▸ **TASK REQUIREMENTS**
Retype all of the records below character for character, changing nothing.
---------- DATA SHOWN
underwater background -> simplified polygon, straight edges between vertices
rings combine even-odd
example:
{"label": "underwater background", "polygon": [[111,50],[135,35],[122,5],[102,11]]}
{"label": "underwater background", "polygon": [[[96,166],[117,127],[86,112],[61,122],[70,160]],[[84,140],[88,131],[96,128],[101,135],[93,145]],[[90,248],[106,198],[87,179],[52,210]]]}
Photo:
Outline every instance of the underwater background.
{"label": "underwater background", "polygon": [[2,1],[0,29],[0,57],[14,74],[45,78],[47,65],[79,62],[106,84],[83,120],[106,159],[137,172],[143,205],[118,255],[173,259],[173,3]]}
--------------------
▸ **RESULT OF THIS EXERCISE**
underwater background -> simplified polygon, straight edges between vertices
rings combine even-odd
example:
{"label": "underwater background", "polygon": [[111,50],[135,35],[122,5],[102,11]]}
{"label": "underwater background", "polygon": [[[96,166],[117,127],[86,112],[61,122],[70,160]],[[84,140],[88,131],[96,128],[101,135],[93,145]],[[90,248],[106,198],[87,179],[52,210]]]}
Photo:
Outline every instance of the underwater background.
{"label": "underwater background", "polygon": [[2,1],[0,29],[0,57],[14,74],[45,78],[47,65],[79,62],[106,84],[83,120],[106,159],[137,172],[143,205],[118,255],[173,259],[173,3]]}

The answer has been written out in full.